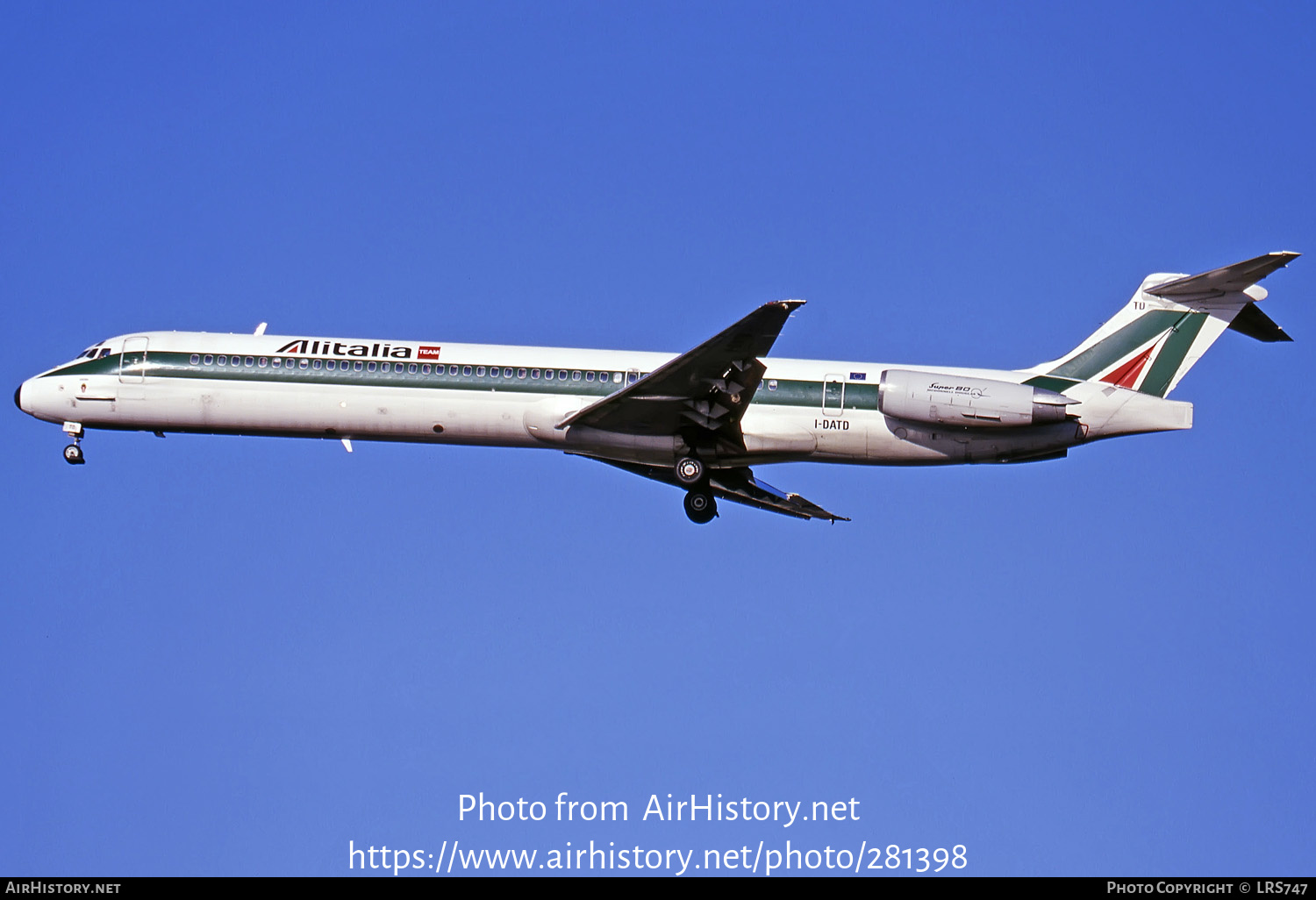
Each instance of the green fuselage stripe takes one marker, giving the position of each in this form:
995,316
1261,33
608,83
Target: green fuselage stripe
--
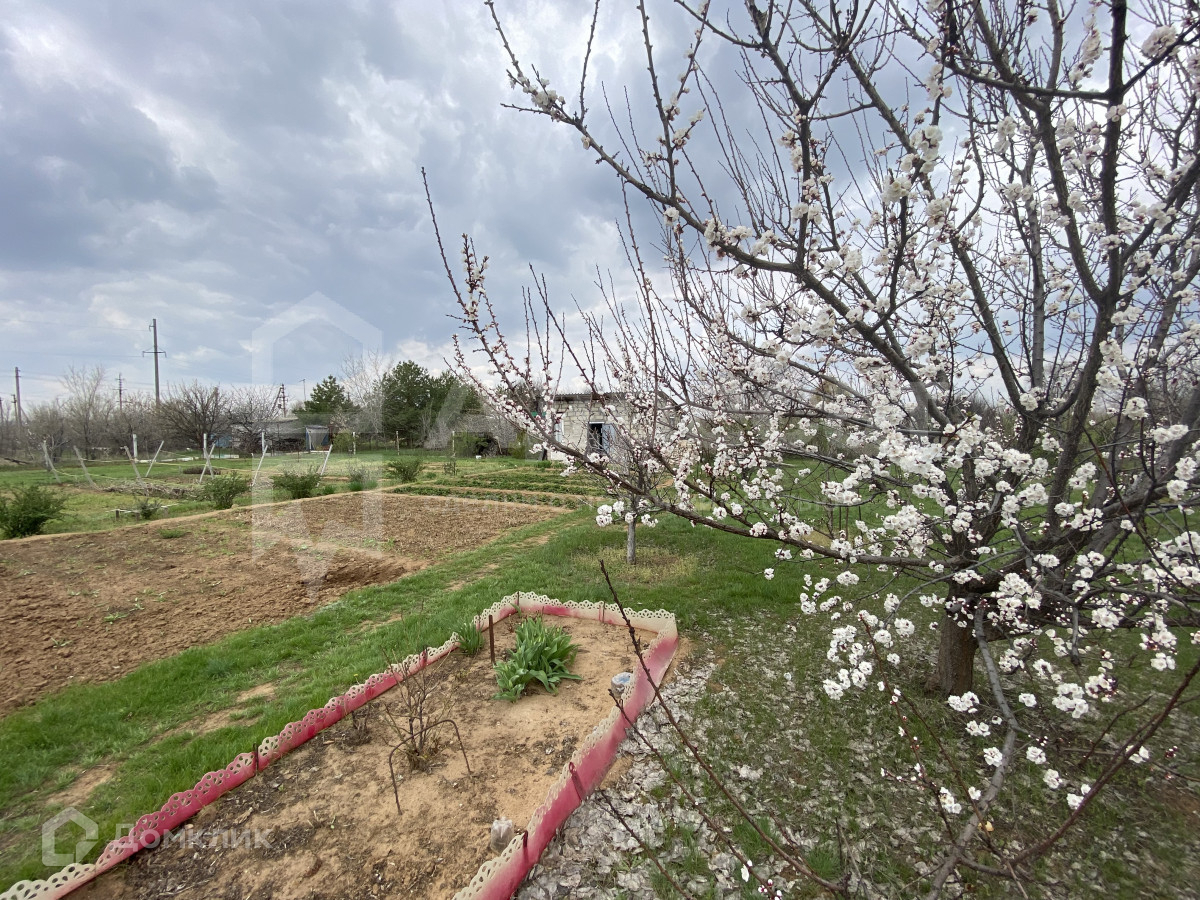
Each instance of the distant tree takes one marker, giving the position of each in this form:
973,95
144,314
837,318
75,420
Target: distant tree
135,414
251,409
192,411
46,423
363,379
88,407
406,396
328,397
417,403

**INSTRUCTIONS FOR THE TASK**
Starting at the line containing "Each instance of the green" and ending after the line containing "Target: green fuselage stripe", switch "fuselage" to "tail" and write out only those lines, leaving everything else unchanged.

**ANSWER IN FULL**
Each instance of the green tail stripe takes one marker, giving the position of each in this form:
995,316
1261,33
608,83
Target: green tail stripe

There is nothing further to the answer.